• TEXTO:
━━━━

Green me contou que anteriormente trabalhou como detetive particular, alegando até ter feito trabalho clandestino para o governo chinês, vigiando expatriados – uma posição que ele prazerosamente admite não ter como comprovar, embora tenha me enviado cópias de vistos de trabalho chinês para seu disfarces de trabalho.

"Não é como se eu fosse espião ou algo do tipo", ele disse. "Eu basicamente tinha uma posição legitima por lá. Eu era os olhos e ouvidos das comunidades de expatriados, certificando-me de que não havia tráfico de drogas rolando ou outras atividades ilegais."

Quando retornou aos Estados Unidos em 2009, ele primeiramente procurou por trabalho investigativo mas logo percebeu que não possuía o licenciamento necessário.

"O que descobri eventualmente foi que não era licenciado no estado de Minnesota, e isso meio que impediu que eu pudesse fazer o que faço."

Após receber pedidos de referências para amigos e antigos colegas de trabalho, ele mudou o foco e voltou sua atenção para o que descreve como trabalho de contra-vigilância.

"Trabalhei tantos anos tentando denunciar", diz. "Por que não fornecer o jogo de espelhos para os clientes?"

"É por isso que aconselhamos pessoas do RH que não façam verificações sozinhas"

Fornecer referências falsas de emprego tornou-se um jogo de gato e rato, mais ou menos, com cada vez mais empregadores tomando conhecimento da prática. Mais e mais empregadores estão terceirizando a verificação de referências para empresas especializadas em distinguir referências dúbias.

Publicidade

"É por isso que aconselhamos pessoas do RH que não façam verificações sozinhas", diz Christine Cunneen, que é CEO da firma de levantamento de antecedentes Hire Image e conselheira da Associação Nacional de Profissionais de Levantamento de Antecedentes (National Association of Professional Background Screeners).

Sua companhia verifica históricos profissionais e outras credenciais e as comunica aos empregadores, auxiliando companhias a diminuir candidatos com referências ambíguas ou seu equivalente acadêmico: diplomas inventados conseguidos online.

Isso quer dizer tomar ações que vão além de simplesmente ligar para referências listadas, buscar companhias no Google e ligar diretamente para os departamentos de RH listados em seu site, e verificar que as companhias são reais e registradas nos órgãos estaduais, diz Cunneen.

"Estamos geralmente verificando no site da Secretaria do Estado se não é um empregador comum para certificar-nos que estão registrados a fazer negócio, que não se trata de uma empresa inventada", diz Cunneen.

━━━━

[Itens de um conjunto de dados]

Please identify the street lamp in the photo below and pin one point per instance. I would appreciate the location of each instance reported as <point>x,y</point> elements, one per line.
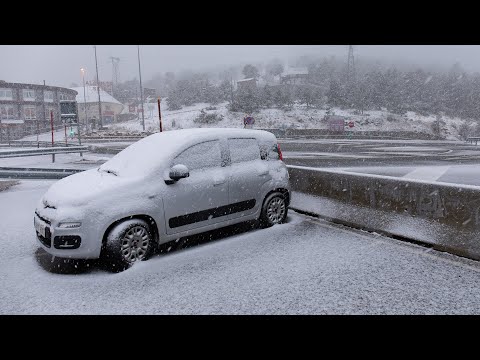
<point>141,89</point>
<point>84,100</point>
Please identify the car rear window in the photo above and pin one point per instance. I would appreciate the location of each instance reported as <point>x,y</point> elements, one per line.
<point>201,156</point>
<point>243,149</point>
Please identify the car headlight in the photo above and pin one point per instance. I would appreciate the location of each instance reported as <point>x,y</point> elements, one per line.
<point>69,225</point>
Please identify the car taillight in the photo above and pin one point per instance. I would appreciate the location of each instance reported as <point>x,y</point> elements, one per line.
<point>280,152</point>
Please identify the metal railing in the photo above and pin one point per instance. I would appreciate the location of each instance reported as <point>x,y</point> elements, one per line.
<point>43,151</point>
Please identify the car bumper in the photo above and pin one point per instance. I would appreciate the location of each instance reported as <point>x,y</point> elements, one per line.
<point>75,243</point>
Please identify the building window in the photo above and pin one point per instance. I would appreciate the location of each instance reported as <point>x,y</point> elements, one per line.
<point>63,96</point>
<point>6,112</point>
<point>47,113</point>
<point>6,94</point>
<point>29,112</point>
<point>28,94</point>
<point>48,96</point>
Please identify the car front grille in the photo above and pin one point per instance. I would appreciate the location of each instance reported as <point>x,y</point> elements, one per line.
<point>43,219</point>
<point>47,241</point>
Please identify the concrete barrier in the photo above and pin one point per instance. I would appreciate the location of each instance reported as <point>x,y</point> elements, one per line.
<point>445,216</point>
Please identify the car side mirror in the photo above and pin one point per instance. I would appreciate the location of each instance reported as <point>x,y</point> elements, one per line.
<point>177,172</point>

━━━━

• TAREFAS PROPOSTAS:
(1) Segundo o texto sobre referências falsas, quais ações a empresa de Cunneen toma além de simplesmente ligar para as referências listadas? Liste todas.
(2) Dê continuidade ao texto sobre referências falsas a partir da última frase.

• LISTA DE RESPOSTAS:
(1)
- Buscar as companhias no Google
- Ligar diretamente para os departamentos de RH listados no site delas
- Verificar que as companhias são reais e registradas nos órgãos estaduais

(2)
Career Excuse e Paladin Deception dizem que estar somente inventando empresas falsas e nunca se passar por antigos empregadores ajuda a manter seus negócios legítimos. Green diz que apesar de todo tipo de referência e álibi que forneceu, seu serviço nunca esbarrou em nenhum entrave legal.

"Parte pode ser sorte, mas acredito que boa parte é porque não fazemos nada ilegal."

Determinar exatamente quando isso é verdade para serviços de referências falsas e seus clientes provavelmente depende dos detalhes exatos dos serviços que eles oferecem, e das particularidades das leis de fraude de cada estado, diz John Winn, professor de direito trabalhista na Harry F. Byrd, Jr. School of Business na Shenandoah University.

"Pode ser que seja em alguns estados, em alguns outros pode não ser", diz Winn, que mencionou os serviços de falsas referências em um artigo sobre antecedentes profissionais na The Homeland Security Review. "Certamente seria motivo para não lhe conceder uma licença profissional, ou expulsá-lo e revogar sua licença de enfermagem ou coisa parecida."

E se alguém com um currículo forjado provar incompetência ou má conduta, isto pode acarretar em uma ação civil contra seu empregador, argumentando negligência em reconhecer o engano.

Afinal, com escrutínio suficiente, até a mais bem elaborada empresa falsa pode ser identificada, como Schmidt da Career Excuse admite.

"Para descobrir a mentira, bastaria que alguém se dirigisse até aquele endereço e visitasse aquele escritório", diz ele. "Mas todos sabemos que nem todos que fazem uma entrevista farão isso. Nem todo detetive particular fará isso."